Fair shows opportunities for studying in Canada

For 15 years, the country has maintained its position as the main destination for Brazilian students seeking institutions abroad

By Sérgio Siscaro

The limitations imposed by social distancing did not prevent holding of this year’s edition of the EduCanadá fair. Organized by the Canadian government, it brought together, in virtual and free format, more than 50 educational institutions in the country, which were able to show participants on September 24th the main advantages of planning a study path in Canada.

The fair provided information on the different teaching modalities available – languages, high school, undergraduate, graduate, master’s degree, doctorate and technical courses. More than 3,200 Brazilian participants were also able to have their questions answered by representatives of the institutions present and authorities from the Canadian federal and provincial governments, obtaining information both on the schools and programs available and on procedures related to the issuance of student visas.

EduCanadá’s success is directly related to Canada’s very positive image among Brazilian students. This perception is reflected in the annual survey carried out by the Brazilian Educational & Language Travel Association (Belta), an entity that brings together Brazilian institutions that operate in the student exchange market. Its latest edition, launched in September, showed that, in 2019, Canada again ranked first among the main destinations for Brazilian students – a position it has held for 15 years. In terms of preference, the country surpassed, last year, the United States, Ireland, United Kingdom and Australia, which positioned themselves from the second to the fifth place in the ranking.

Preferred destination

The fact that made Canada the choice again is due to the fact that the country benefits from the main factors that influence the students’ decision: quality of life, easy to get a visa, the use of English for communication, the multicultural environment and favorable exchange rate parity. But a key factor in this decision is the high level of the Canadian education system. In the latest edition of the Programme for International Student Assessment (Pisa), launched by the Organization for Economic Cooperation and Development (OECD) last year with results for 2018, Canada scored higher than the average for countries that make up the group in reading, mathematics and science. In addition, the study found that Canadian institutions have more material and personnel resources than the average for other OECD countries.

According to the Commissioner for Commerce (Education) at the Canadian Consulate General in São Paulo, Fernanda Albano, this top position contributes to the country’s attractiveness. “To mention a few figures: 14 Canadian universities are ranked among the top 300 in the world, according to the latest Times Higher Education survey; and three MBAs are among the top 100, according to the 2020 Financial Times Global MBA Rankings. In addition, the US News & World Report’s “Best Countries” report ranks Canada among the top three in terms of “education”, and first in quality of life.” She also stresses the importance of the country’s bilingualism, which opens up the possibility for international students to study in either English or French.

Given records »
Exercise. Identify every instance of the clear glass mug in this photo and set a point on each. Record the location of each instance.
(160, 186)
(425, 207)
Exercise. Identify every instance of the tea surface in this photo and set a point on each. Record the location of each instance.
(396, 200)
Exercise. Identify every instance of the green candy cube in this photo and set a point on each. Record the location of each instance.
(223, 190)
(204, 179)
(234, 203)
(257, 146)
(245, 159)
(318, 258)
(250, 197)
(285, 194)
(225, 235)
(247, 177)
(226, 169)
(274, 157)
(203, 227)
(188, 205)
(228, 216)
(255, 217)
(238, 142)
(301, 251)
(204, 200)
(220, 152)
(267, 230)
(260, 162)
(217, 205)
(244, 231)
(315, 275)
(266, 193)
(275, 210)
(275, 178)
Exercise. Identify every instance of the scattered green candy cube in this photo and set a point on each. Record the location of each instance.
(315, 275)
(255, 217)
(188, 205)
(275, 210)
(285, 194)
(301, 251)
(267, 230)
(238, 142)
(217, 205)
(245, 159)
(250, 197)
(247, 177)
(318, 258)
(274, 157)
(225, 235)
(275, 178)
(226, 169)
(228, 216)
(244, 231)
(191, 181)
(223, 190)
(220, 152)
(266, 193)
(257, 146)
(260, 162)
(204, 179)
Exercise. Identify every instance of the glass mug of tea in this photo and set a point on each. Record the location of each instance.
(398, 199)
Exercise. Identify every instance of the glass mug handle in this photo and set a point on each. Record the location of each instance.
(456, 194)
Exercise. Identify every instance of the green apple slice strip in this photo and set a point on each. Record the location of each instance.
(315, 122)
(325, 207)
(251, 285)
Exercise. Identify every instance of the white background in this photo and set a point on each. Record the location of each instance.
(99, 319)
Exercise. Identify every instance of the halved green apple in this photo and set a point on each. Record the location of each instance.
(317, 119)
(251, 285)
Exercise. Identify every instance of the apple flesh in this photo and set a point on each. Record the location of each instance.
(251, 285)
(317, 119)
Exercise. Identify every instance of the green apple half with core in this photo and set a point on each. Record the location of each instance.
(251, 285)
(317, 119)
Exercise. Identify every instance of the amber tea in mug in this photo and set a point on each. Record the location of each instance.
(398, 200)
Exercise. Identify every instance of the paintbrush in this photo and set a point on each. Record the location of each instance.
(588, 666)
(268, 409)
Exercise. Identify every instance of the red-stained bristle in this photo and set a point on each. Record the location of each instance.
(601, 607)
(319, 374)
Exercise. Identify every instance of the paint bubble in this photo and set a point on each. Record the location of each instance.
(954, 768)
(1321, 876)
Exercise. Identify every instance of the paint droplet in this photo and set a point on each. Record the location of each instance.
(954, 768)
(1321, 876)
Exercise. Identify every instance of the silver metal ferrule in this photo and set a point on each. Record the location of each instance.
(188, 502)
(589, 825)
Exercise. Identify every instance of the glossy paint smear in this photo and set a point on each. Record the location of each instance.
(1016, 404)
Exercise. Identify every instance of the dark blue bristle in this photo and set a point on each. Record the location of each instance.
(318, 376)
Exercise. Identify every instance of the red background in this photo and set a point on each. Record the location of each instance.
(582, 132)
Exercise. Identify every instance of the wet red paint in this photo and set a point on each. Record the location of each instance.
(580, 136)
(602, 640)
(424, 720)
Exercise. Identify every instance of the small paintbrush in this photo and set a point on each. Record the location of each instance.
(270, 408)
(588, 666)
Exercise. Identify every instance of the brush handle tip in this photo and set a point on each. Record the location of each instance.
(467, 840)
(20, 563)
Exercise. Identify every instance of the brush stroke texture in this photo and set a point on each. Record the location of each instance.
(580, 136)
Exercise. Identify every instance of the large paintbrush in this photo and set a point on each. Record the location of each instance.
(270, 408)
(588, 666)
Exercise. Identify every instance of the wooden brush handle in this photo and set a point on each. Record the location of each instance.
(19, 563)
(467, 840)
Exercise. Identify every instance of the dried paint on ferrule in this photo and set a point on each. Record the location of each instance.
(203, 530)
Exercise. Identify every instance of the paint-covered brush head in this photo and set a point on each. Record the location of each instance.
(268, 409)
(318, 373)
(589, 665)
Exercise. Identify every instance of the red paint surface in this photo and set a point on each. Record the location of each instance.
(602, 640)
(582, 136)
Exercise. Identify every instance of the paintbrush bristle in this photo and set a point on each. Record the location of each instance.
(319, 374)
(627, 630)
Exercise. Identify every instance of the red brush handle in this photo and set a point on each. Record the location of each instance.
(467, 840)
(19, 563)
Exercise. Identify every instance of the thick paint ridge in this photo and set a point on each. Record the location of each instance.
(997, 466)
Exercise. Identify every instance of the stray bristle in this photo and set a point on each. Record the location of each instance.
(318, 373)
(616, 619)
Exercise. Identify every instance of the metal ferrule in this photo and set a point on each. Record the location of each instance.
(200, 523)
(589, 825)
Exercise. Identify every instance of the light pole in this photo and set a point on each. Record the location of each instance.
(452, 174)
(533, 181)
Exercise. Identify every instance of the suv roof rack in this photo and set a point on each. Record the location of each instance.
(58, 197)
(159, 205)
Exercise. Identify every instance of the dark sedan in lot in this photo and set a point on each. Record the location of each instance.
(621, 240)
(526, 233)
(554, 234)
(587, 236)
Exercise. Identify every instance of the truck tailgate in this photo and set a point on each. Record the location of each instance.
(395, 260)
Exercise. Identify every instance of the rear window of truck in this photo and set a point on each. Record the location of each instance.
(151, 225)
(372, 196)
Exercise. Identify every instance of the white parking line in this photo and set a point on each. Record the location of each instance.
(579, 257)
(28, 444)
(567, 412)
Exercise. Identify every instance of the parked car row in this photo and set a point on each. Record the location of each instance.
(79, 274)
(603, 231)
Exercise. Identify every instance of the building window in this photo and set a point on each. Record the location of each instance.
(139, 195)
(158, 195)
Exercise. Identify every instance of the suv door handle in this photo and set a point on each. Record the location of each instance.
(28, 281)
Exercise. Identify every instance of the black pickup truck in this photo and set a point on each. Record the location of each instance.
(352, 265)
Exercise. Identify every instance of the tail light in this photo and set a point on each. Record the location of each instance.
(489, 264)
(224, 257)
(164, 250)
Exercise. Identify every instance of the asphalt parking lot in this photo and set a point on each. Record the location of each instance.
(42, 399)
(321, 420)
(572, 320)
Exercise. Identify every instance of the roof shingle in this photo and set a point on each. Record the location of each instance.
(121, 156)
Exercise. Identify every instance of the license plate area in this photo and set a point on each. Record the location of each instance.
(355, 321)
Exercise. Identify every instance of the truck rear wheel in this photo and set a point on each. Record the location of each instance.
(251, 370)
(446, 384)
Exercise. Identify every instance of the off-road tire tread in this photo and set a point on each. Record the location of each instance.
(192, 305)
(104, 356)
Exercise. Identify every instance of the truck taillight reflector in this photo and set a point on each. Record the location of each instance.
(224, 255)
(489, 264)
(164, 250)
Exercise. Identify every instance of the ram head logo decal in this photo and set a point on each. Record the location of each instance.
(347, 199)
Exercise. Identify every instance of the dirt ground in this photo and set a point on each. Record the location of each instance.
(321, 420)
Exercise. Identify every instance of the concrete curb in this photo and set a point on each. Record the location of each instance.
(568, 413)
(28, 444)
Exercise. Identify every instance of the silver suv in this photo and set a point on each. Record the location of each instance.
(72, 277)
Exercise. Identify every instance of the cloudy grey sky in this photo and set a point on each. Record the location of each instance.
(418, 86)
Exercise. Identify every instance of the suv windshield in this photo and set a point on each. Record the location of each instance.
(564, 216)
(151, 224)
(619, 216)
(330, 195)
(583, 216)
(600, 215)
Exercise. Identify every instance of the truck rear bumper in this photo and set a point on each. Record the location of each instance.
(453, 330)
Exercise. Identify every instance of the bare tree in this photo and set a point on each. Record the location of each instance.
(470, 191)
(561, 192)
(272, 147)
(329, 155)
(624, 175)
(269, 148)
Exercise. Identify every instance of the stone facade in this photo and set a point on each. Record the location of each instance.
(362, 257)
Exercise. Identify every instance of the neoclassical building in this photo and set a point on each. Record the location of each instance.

Task list »
A) Answer these about the article on studying in Canada:
(i) How many Brazilian participants took part in the EduCanadá fair?
(ii) Which country placed second in the Belta ranking of destinations for Brazilian students?
(iii) How many Canadian universities are among the top 300 in the world, according to the latest Times Higher Education survey?
B) From the article on studying in Canada, copy out word for word the stretch from "For 15 years, the" through "path in Canada.".
C) Write what comes next in the article on studying in Canada, picking up after its final sentence.

Outputs in order »
A)
(i) More than 3,200.
(ii) The United States.
(iii) 14.

B)
For 15 years, the country has maintained its position as the main destination for Brazilian students seeking institutions abroad

By Sérgio Siscaro

The limitations imposed by social distancing did not prevent holding of this year’s edition of the EduCanadá fair. Organized by the Canadian government, it brought together, in virtual and free format, more than 50 educational institutions in the country, which were able to show participants on September 24th the main advantages of planning a study path in Canada.

C)
According to the commissioner, Brazilian students who choose Canada are interested in all levels – high school, university or extension. “The country is the main destination for Brazilians for English and high school courses, and second for French courses – behind France only. Post-secondary education institutions (colleges and universities) are also very popular; Brazilians seek from short courses, more focused on the job market, to academic programs with opportunities for research”, she adds.

The preference for Canada was not affected by the pandemic of the new coronavirus, which led the country to impose travel restrictions. Belta’s research not only confirms this choice, but also shows the perception that Canada is an example in terms of Covid-19 control protocols, health security and infrastructure for receiving international students, as well as technological support resources for online classes.

Bilateral approach

In order to stimulate the exchange between Brazil and Canada in the educational area, the CCBC Education Committee has been dedicated to bringing together organizations from both countries, linked to basic, higher or extended education. The group, coordinated since the beginning of 2020 by the marketing director of Maple Bear Canadian School, Rafael Mangini, has also organized several initiatives to disseminate information about the Canadian and Brazilian educational context, using webinars to address topics relevant to the sector.

“Our purpose is to empower people by building bridges with companies and educational institutions. In an internal survey, we identified the main bottlenecks existing in companies – such as the need for marketing professionals, familiar with the latest technologies, or the demand for reinforcement of basic language knowledge – not only English and French, but also Portuguese, for professional beginners. We also found a strong need to train these employees in socio-emotional skills”, says Mangini. Based on these results, the Education Committee is developing a project through which 75 educational institutions, mainly from Canada, will be able to contribute to remedy points found by the research through partnerships.

According to the coordinator, events like EduCanadá show how Canada is a welcoming and accessible country for students from abroad. “Studying there is easier than people think. A study experience in Canada has the potential to transform a person’s life”, he concludes.